**What to produce:**
Write out exactly the line containing "background for player-tracking calibration." and all lines that come after it in the listing below, through the very last one.

....................

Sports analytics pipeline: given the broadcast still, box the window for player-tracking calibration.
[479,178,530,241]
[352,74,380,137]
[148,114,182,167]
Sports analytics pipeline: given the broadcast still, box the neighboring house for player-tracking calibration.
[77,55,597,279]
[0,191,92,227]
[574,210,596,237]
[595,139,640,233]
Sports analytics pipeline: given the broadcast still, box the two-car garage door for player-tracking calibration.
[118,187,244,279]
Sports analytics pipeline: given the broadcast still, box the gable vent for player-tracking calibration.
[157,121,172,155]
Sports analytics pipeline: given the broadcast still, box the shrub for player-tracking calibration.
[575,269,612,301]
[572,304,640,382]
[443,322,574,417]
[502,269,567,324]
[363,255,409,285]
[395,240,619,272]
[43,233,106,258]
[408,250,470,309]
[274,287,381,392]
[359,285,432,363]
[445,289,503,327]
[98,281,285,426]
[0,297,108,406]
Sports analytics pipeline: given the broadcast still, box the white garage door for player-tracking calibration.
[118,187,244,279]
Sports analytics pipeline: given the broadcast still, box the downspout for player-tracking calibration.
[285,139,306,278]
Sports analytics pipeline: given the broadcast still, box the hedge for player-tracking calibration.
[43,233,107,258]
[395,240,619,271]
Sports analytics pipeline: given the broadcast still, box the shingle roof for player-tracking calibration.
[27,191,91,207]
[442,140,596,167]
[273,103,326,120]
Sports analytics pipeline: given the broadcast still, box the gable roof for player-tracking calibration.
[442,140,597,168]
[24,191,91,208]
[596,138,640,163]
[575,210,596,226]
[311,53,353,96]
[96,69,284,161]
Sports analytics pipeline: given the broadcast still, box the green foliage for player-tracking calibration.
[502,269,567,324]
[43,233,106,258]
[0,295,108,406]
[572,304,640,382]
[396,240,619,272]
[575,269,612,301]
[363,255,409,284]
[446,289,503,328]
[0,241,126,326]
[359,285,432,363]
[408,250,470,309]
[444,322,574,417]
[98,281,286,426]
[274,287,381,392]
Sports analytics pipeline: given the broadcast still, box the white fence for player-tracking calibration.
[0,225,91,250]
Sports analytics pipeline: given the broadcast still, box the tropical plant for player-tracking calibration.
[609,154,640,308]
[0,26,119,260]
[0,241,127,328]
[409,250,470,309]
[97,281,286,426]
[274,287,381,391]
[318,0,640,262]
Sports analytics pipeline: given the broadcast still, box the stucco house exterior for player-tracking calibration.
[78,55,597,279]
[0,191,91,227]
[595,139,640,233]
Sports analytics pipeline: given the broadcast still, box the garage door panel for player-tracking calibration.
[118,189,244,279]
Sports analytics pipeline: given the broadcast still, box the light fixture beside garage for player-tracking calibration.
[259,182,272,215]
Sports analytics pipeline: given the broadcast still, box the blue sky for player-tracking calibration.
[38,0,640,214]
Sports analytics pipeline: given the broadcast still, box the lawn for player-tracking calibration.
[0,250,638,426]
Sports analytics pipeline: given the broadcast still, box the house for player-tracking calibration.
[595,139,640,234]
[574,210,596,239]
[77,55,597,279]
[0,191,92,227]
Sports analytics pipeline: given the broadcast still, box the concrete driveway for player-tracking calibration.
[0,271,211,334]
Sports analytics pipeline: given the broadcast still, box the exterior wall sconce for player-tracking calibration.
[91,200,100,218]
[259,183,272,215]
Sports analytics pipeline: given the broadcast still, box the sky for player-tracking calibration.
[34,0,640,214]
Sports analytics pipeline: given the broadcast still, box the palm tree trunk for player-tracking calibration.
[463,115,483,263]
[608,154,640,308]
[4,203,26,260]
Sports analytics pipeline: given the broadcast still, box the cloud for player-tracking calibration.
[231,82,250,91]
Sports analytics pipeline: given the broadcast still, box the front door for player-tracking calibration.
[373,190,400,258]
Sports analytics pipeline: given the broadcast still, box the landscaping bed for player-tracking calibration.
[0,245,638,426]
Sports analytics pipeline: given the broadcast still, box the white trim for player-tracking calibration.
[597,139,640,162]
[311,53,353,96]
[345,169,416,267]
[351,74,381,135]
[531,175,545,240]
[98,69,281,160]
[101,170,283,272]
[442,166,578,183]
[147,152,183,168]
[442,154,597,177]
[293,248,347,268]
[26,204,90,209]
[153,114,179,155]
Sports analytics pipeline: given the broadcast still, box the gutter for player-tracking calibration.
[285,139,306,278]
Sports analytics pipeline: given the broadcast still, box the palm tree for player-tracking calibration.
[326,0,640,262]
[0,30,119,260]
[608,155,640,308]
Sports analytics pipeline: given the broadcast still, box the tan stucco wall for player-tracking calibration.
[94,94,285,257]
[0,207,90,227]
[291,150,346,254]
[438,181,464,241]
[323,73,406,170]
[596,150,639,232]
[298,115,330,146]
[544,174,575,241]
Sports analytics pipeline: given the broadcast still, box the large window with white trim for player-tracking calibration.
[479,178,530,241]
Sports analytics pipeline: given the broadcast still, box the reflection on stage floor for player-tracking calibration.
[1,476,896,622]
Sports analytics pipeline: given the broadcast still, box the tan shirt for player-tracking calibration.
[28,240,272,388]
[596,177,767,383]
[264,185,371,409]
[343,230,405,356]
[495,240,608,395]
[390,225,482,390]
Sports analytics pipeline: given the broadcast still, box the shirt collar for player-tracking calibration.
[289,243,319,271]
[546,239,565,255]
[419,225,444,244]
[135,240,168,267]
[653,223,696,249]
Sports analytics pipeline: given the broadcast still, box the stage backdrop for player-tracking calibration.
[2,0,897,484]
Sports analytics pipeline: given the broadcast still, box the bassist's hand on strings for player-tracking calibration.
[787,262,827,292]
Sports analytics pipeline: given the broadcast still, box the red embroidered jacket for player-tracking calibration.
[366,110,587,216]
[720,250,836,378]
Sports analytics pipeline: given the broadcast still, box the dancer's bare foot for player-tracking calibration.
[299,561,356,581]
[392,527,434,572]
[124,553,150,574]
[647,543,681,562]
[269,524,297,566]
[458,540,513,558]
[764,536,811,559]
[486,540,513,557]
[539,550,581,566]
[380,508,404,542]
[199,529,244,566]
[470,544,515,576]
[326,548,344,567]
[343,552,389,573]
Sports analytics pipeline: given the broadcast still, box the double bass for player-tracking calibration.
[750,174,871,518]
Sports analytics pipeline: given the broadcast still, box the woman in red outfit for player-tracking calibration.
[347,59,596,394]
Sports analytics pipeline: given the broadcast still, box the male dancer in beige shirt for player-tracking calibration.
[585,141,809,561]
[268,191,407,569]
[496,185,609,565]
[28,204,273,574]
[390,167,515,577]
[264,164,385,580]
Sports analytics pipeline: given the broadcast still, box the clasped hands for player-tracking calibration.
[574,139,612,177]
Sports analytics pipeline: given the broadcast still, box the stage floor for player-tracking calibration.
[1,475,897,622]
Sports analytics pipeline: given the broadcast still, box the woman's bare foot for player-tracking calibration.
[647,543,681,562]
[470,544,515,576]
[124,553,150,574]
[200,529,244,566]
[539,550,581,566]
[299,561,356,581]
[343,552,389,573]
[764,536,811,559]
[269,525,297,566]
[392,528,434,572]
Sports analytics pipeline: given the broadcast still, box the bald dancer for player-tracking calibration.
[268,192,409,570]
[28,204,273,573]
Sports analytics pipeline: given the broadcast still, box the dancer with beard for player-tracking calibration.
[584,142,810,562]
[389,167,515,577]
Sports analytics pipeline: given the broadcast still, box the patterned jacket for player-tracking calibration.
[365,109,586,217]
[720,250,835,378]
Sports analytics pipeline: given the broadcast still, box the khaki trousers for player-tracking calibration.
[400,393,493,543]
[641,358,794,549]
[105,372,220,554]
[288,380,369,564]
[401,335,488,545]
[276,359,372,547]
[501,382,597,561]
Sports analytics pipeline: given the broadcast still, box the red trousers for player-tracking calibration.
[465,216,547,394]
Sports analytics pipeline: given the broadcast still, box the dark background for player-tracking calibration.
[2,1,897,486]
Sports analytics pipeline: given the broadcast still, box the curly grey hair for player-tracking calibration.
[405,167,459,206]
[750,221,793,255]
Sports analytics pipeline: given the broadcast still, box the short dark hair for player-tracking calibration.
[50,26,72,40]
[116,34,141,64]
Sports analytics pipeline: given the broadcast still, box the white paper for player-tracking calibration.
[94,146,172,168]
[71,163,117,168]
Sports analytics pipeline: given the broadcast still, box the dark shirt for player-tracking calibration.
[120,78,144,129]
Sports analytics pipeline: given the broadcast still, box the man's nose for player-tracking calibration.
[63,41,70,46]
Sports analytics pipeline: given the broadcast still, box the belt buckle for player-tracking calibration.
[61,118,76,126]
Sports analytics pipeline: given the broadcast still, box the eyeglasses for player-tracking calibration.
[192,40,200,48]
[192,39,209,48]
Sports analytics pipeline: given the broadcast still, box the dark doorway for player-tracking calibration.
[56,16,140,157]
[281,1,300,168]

....................

**Task response:**
Sports analytics pipeline: given the broadcast still, box the dark background for player-tracking calibration.
[2,1,897,486]
Sports analytics pipeline: given the broadcast still, box the curly grey hair for player-tracking calibration.
[405,167,459,206]
[750,221,793,255]
Sports analytics pipeline: given the broadcast still, box the short dark hair for player-tracking calibration.
[50,26,72,40]
[116,34,141,64]
Sports analytics pipeline: given the broadcast still, box the white paper for player-tracking calibration.
[94,146,172,168]
[71,163,117,168]
Sports analytics pipeline: given the broadcast still, box the dark shirt for player-tracking calibration.
[120,78,144,129]
Sports analytics pipeline: given the broadcast still, box the man's nose for player-tracking calibration.
[63,41,70,46]
Sports analytics pipeline: given the broadcast still, box the belt buckle for player-tracking calibration.
[61,118,76,126]
Sports analytics pipeline: given the broadcast still, box the eyeglasses for player-tracking calibration.
[192,40,200,48]
[192,39,209,48]
Sports analytics pipeline: given the broadcast still, box the dark doorway for player-tracking calibration.
[56,16,140,157]
[281,1,300,168]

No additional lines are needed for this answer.